Among the entries below, find all lines that include "shoe" and copy them.

=== Section Start ===

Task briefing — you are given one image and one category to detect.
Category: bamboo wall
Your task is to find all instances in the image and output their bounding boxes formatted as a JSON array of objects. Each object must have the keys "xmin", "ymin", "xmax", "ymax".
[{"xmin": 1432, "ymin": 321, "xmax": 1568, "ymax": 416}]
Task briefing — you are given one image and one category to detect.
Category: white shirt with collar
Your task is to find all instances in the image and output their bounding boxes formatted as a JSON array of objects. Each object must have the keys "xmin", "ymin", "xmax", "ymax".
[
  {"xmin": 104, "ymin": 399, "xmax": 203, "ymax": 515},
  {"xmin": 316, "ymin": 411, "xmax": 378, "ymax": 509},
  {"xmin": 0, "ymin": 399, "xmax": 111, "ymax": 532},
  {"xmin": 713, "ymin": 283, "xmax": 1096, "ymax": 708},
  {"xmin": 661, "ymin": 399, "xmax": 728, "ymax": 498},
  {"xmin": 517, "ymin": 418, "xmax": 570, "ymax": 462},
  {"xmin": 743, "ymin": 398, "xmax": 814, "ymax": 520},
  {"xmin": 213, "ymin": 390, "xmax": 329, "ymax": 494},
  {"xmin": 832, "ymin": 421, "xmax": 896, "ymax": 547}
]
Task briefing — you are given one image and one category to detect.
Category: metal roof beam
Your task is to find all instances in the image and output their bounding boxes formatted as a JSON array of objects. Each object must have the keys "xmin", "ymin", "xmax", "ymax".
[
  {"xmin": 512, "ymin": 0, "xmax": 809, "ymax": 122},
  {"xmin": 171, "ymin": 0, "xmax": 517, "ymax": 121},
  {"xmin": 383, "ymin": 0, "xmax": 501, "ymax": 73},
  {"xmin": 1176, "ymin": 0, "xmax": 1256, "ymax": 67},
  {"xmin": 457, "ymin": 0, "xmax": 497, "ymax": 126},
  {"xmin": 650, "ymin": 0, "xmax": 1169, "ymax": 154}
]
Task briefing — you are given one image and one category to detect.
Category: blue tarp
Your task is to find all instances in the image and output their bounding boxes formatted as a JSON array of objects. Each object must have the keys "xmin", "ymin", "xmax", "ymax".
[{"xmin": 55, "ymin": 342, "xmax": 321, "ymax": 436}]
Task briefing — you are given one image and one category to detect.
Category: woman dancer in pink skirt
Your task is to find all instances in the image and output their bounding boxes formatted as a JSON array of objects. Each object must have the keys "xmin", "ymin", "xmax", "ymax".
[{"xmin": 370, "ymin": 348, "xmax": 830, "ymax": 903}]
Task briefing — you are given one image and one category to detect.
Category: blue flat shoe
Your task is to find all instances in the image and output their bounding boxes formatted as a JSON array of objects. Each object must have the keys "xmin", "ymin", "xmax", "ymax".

=== Section End ===
=== Section Start ===

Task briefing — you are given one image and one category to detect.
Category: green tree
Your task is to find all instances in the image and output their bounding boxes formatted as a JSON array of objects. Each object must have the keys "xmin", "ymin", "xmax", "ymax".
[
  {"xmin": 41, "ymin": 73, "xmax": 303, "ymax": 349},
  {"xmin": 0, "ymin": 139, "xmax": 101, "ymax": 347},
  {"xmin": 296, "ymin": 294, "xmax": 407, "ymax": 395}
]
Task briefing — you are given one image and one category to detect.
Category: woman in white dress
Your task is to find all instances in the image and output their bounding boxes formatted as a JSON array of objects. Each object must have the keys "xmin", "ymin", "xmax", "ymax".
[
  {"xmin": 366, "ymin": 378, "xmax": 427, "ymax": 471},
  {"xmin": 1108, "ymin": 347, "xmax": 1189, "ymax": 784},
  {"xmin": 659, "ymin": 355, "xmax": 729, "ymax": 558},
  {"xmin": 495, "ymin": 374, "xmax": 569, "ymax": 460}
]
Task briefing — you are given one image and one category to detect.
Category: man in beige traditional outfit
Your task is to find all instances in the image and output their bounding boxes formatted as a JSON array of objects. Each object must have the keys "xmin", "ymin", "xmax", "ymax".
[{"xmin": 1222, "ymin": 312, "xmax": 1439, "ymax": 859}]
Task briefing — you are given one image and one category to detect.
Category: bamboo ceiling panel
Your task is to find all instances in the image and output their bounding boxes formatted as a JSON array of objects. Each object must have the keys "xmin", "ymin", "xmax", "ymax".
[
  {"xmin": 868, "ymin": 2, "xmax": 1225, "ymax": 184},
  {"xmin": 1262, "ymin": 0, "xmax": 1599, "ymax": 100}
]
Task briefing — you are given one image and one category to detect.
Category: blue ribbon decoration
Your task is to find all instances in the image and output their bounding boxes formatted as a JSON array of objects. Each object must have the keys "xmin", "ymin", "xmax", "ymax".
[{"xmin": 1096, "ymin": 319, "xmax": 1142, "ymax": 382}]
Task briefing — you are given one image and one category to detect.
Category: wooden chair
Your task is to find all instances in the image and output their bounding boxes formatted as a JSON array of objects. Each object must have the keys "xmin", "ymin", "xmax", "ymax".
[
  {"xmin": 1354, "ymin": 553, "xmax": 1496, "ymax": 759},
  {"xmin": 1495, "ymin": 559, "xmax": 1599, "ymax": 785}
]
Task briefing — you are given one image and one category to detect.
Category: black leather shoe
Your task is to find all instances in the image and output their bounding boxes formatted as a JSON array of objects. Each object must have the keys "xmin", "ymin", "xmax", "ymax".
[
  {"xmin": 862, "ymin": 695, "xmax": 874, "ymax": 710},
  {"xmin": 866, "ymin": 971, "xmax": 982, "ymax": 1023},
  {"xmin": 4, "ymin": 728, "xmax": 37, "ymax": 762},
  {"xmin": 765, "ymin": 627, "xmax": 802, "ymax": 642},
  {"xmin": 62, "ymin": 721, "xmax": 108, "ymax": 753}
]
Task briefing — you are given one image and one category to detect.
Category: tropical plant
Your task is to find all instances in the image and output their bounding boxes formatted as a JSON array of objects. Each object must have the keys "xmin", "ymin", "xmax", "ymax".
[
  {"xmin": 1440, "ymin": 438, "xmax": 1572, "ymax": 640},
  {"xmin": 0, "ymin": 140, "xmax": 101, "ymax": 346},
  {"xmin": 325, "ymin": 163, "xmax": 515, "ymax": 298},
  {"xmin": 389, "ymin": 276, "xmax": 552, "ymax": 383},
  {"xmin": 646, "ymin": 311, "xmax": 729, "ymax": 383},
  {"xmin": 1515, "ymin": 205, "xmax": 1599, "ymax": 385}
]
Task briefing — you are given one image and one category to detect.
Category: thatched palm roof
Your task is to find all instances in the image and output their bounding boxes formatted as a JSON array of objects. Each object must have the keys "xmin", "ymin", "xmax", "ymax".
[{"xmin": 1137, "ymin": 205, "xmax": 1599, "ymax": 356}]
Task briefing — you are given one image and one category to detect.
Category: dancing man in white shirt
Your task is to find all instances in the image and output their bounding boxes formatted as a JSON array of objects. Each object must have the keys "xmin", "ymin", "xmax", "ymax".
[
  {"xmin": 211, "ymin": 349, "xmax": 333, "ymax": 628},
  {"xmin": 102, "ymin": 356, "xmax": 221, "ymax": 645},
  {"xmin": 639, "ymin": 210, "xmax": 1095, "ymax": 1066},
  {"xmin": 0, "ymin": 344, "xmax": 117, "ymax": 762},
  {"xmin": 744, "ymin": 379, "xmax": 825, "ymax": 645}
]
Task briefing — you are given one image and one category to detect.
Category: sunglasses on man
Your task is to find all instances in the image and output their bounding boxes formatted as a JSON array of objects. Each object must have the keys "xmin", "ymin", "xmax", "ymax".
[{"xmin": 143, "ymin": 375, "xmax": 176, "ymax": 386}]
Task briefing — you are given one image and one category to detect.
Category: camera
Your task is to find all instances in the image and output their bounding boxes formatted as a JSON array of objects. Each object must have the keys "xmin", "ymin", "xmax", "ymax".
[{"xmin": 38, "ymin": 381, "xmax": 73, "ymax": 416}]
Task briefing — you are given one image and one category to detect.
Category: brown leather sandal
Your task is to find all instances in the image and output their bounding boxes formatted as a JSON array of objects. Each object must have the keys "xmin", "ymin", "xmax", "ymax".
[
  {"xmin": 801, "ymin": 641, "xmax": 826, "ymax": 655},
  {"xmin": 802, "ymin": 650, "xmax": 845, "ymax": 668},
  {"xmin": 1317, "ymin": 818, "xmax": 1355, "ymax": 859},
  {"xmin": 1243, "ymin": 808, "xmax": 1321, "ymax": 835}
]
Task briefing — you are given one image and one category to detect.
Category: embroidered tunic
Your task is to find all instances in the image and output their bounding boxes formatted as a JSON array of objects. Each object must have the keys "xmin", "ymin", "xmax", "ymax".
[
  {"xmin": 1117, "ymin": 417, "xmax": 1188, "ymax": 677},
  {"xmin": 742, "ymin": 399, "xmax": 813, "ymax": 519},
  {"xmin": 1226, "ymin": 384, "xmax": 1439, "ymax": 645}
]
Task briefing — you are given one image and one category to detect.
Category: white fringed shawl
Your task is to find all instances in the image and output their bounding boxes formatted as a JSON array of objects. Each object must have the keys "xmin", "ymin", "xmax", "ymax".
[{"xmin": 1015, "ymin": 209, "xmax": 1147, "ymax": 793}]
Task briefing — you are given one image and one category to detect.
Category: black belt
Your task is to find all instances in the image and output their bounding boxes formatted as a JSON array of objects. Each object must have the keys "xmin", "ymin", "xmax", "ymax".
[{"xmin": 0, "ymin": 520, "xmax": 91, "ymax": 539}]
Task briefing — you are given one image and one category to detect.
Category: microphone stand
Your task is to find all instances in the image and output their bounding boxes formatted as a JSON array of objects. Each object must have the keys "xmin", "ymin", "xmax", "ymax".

=== Section End ===

● TASK OUTPUT
Category: blue flat shoe
Category: black leather shoe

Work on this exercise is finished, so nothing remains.